Exercise material =>
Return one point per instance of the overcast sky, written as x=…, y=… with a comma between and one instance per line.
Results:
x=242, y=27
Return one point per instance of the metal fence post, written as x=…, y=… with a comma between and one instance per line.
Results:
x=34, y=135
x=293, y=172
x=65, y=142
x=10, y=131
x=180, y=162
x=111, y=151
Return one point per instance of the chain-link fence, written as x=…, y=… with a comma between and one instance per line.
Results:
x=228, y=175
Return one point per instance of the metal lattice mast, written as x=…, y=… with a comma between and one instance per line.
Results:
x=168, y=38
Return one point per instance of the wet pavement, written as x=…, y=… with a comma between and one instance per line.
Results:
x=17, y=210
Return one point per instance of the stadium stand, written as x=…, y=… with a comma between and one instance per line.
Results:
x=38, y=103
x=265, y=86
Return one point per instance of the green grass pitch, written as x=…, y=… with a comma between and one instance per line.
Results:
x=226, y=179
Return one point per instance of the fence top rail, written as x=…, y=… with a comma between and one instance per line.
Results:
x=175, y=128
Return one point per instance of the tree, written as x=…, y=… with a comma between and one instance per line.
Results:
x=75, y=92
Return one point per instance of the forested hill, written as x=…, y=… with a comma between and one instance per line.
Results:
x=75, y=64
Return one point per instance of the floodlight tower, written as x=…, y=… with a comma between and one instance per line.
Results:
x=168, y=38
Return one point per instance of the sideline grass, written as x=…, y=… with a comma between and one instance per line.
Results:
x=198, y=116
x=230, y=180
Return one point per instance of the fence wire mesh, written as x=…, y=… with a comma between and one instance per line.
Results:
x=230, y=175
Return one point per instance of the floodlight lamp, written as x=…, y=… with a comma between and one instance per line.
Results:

Task requirements =>
Return the data in its entirety, exactly as given.

Exercise output =>
Return one point per instance of the overcast sky, written as x=…, y=… with a comma between and one instance per line.
Results:
x=242, y=27
Return one point per instance of the metal fence post, written as x=…, y=… with a comma between and one instance per line.
Results:
x=34, y=135
x=293, y=172
x=65, y=142
x=10, y=131
x=180, y=162
x=111, y=151
Return one point per instance of the chain-link fence, written as x=…, y=… with a comma between and one instance per line.
Results:
x=228, y=175
Return one point per instance of the metal lattice mast, written as x=…, y=… with a comma between and one instance per line.
Results:
x=168, y=38
Return one point per instance of the wet pavement, written as x=…, y=… with a comma between and one instance per line.
Results:
x=17, y=210
Return one point per instance of the stadium stand, written as x=…, y=… with a comma between and one instance per line.
Results:
x=38, y=103
x=265, y=86
Return one point per instance of the green grass pitch, written as x=…, y=… with a comma between and one instance per line.
Results:
x=226, y=179
Return one point per instance of the fence top rail, written as x=…, y=… with a comma between and one instance per line.
Results:
x=175, y=128
Return one point per instance of the tree, written as x=…, y=… with a comma between and one instance per line.
Results:
x=75, y=92
Return one point per instance of the forested hill, written as x=…, y=… with a comma between and one instance per line.
Results:
x=75, y=64
Return one point per instance of the floodlight tower, written as x=…, y=… with a comma between and one instance per line.
Results:
x=168, y=38
Return one point per instance of the sideline grass, written as x=…, y=… with a comma between and one instance per line.
Results:
x=198, y=116
x=230, y=180
Return one point per instance of the fence wire mesh, written as x=…, y=… with a comma between and one instance per line.
Results:
x=230, y=175
Return one point per instance of the floodlight lamp, written as x=…, y=… with a comma between and one instance per line.
Results:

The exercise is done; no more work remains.